Region labeling entries:
━━━
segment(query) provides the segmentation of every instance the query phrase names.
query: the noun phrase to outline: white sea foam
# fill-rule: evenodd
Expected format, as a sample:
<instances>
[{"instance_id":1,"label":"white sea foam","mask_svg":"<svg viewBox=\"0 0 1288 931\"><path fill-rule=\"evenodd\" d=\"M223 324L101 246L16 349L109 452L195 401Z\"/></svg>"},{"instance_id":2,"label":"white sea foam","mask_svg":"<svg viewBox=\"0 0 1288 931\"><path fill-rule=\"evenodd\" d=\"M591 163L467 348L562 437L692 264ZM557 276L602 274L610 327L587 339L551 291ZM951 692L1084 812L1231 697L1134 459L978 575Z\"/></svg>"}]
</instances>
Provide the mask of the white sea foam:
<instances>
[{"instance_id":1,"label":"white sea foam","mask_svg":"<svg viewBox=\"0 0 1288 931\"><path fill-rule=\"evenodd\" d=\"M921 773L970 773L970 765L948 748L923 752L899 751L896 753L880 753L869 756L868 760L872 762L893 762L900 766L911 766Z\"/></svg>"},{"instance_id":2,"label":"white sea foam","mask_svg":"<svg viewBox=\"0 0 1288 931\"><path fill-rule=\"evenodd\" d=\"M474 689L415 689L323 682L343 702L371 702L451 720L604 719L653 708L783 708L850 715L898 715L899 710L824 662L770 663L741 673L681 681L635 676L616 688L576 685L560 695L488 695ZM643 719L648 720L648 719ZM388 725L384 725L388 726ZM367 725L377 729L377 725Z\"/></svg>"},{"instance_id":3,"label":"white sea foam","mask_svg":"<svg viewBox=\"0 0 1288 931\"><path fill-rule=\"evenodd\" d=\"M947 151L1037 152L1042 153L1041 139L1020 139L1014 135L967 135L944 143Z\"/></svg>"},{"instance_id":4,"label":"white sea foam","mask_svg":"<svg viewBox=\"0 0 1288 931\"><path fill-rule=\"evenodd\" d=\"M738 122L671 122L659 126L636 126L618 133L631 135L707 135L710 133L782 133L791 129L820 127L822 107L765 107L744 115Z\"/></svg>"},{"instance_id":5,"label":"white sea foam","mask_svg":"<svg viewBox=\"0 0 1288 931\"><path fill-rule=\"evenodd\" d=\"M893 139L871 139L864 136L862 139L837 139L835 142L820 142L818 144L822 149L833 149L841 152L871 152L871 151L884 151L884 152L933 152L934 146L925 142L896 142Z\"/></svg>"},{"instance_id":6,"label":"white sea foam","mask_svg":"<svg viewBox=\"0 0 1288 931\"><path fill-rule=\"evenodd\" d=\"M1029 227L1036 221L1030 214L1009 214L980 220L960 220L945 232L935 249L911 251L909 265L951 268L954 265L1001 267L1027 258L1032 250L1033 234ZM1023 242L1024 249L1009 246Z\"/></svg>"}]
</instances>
━━━
Report every line of the rows above that contains the string "phrase", treating uppercase and lowercase letters as different.

#### Finished task
segment(query) provides the segmentation of every instance the query phrase names.
query: the noun phrase to outline: white sea foam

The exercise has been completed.